## [Exercise brief]
Please render the records from the line with "Task: Where can the floodlight" to the line with "[[293, 312]]" as a JSON list of strings, one per line, leaving out blank lines. Include both end lines and nothing beyond them.

## [Record list]

'''

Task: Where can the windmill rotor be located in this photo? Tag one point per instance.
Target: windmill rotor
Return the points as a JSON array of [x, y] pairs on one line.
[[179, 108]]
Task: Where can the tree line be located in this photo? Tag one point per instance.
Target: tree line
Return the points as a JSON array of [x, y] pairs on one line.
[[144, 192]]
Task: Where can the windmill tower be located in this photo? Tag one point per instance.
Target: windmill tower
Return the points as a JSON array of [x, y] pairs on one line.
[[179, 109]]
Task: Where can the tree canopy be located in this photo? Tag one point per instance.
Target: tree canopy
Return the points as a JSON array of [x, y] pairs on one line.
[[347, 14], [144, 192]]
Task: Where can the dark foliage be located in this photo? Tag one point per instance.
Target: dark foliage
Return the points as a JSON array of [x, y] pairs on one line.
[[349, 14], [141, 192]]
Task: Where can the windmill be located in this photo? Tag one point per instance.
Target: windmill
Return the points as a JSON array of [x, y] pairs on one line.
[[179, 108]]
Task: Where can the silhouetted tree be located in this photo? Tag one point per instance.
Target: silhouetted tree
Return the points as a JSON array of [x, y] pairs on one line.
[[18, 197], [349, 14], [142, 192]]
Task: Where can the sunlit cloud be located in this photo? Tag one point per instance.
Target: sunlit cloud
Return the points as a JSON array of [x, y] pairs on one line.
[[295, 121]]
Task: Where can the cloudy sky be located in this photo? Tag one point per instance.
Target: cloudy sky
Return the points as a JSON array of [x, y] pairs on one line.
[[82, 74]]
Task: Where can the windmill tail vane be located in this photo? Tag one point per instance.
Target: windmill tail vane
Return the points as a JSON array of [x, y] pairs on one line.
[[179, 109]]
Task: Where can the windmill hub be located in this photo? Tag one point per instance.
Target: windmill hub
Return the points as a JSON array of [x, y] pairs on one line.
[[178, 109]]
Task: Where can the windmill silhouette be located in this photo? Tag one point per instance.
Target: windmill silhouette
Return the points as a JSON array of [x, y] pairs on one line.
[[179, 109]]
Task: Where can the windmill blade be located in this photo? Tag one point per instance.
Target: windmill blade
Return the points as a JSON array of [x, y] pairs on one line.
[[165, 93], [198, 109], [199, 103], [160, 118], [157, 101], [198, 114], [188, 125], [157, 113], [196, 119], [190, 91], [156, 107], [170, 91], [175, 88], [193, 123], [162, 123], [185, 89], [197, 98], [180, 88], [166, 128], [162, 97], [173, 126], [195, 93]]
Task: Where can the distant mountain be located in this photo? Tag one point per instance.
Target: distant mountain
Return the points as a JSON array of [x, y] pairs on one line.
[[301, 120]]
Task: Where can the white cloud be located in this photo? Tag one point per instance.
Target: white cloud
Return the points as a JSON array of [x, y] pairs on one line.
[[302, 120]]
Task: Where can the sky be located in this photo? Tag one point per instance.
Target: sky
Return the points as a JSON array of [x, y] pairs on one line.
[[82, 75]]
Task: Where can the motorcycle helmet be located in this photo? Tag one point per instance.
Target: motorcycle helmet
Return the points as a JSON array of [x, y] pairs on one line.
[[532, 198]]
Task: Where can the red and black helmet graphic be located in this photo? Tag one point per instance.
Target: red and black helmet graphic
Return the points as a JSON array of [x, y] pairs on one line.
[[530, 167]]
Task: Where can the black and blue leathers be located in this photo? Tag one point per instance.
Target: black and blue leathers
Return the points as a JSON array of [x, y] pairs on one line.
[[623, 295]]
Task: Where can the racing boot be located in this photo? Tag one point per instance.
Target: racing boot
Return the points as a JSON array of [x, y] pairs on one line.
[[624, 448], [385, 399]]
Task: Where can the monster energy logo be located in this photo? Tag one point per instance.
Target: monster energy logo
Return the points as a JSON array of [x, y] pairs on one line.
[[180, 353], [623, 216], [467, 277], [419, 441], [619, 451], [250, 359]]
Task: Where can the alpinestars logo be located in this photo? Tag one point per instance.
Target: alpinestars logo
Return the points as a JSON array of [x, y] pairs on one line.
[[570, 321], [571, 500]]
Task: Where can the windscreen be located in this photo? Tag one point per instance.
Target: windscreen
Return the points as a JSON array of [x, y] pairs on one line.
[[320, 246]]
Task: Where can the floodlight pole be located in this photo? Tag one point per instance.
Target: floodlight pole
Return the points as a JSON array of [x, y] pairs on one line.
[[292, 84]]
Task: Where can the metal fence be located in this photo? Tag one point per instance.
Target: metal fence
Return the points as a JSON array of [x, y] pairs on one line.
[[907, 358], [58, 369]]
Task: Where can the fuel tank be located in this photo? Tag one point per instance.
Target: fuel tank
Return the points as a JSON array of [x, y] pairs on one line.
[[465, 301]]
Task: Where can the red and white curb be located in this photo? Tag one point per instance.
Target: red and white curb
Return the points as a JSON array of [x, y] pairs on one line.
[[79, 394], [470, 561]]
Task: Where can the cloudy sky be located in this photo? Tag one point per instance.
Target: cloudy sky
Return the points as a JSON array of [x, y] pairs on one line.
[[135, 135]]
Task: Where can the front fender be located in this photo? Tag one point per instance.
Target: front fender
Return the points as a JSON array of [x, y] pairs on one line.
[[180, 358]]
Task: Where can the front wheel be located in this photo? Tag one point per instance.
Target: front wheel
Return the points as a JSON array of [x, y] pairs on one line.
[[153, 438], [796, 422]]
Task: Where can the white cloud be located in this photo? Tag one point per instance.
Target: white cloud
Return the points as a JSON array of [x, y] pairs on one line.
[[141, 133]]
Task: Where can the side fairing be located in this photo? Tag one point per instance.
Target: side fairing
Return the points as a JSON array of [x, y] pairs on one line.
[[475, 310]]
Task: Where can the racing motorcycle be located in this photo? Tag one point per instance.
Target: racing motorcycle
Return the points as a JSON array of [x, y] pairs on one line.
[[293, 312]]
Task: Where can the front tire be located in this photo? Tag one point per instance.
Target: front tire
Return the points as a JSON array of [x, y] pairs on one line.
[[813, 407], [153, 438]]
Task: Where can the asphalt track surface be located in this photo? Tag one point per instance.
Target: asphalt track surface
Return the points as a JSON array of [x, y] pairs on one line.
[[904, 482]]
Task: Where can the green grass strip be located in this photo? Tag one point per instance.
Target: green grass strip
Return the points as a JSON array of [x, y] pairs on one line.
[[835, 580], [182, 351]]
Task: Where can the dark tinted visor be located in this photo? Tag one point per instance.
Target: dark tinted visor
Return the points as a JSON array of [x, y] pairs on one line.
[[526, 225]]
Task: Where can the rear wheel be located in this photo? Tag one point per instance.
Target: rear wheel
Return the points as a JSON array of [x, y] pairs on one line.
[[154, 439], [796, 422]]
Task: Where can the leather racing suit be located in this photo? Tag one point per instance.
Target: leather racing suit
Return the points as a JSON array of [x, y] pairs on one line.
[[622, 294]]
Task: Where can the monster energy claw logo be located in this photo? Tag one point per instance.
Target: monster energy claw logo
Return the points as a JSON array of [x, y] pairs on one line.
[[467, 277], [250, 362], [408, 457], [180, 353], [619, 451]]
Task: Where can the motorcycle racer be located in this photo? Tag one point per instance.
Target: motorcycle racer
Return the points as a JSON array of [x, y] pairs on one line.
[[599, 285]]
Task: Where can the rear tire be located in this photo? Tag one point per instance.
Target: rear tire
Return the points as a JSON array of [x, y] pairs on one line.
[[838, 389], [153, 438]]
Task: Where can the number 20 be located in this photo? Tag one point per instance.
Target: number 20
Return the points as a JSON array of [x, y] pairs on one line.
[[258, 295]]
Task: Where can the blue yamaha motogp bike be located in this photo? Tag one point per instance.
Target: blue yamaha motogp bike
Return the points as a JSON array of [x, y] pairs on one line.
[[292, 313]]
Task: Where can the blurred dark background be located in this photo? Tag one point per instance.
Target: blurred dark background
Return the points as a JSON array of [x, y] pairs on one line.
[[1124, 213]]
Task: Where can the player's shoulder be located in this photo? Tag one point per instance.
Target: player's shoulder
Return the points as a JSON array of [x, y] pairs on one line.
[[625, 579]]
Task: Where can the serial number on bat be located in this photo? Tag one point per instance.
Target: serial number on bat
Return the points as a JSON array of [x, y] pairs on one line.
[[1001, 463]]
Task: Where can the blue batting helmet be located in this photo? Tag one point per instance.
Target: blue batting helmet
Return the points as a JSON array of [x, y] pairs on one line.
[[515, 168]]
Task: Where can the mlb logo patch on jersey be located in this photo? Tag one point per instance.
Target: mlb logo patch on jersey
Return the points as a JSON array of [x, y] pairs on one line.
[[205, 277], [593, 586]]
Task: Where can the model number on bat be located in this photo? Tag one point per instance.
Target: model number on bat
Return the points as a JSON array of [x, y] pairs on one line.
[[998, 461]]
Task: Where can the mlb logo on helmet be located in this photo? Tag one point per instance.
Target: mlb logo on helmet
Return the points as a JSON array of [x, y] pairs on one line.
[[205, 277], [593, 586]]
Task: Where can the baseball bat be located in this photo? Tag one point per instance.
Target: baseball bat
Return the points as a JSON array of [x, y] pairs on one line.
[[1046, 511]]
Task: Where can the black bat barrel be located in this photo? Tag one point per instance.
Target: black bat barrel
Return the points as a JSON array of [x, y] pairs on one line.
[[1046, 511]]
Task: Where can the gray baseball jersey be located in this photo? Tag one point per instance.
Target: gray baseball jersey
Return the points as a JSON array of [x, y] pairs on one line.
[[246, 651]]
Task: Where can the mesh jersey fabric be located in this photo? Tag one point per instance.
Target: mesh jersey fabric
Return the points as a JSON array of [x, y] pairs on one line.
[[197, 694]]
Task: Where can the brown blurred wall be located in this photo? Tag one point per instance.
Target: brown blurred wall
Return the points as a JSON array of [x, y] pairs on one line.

'''

## [Reply to the exercise]
[
  "Task: Where can the floodlight pole be located in this photo? Tag one point per instance.",
  "Target: floodlight pole",
  "Return the points as a JSON array of [x, y] pairs on one line.",
  "[[292, 84]]",
  "Task: Where can the metal fence be located in this photo? Tag one point per instance.",
  "Target: metal fence",
  "Return the points as a JSON array of [x, y] pairs on one line.",
  "[[907, 358], [58, 369]]",
  "Task: Where can the fuel tank be located in this photo? Tag one point per instance.",
  "Target: fuel tank",
  "Return the points as a JSON array of [x, y] pairs on one line.",
  "[[465, 301]]",
  "Task: Where can the red and white curb be located in this photo? Tag one point per instance.",
  "Target: red and white curb",
  "Return the points as a JSON array of [x, y] pairs on one line.",
  "[[79, 394], [470, 561]]",
  "Task: Where can the cloudy sky be located in this photo? Tag one point per instance.",
  "Target: cloudy sky",
  "Return the points as a JSON array of [x, y] pairs on one line.",
  "[[135, 135]]",
  "Task: Where can the front fender be located in this photo? Tag one point per instance.",
  "Target: front fender",
  "Return the points as a JSON array of [x, y] pairs on one line.",
  "[[180, 358]]",
  "Task: Where can the front wheel be located in this photo? Tag one point per instance.",
  "Target: front wheel",
  "Return the points as a JSON array of [x, y] pairs on one line.",
  "[[153, 438], [796, 422]]",
  "Task: Where can the white cloud be located in this photo? Tag one point per instance.",
  "Target: white cloud",
  "Return the points as a JSON array of [x, y] pairs on one line.",
  "[[141, 133]]",
  "Task: Where can the side fairing be located in this photo? Tag one point per instance.",
  "Target: side fairing",
  "Return the points as a JSON array of [x, y] pairs on one line.",
  "[[475, 310]]",
  "Task: Where can the racing motorcycle be located in this photo? Tag one point per instance.",
  "Target: racing motorcycle",
  "Return the points as a JSON array of [x, y] pairs on one line.",
  "[[293, 312]]"
]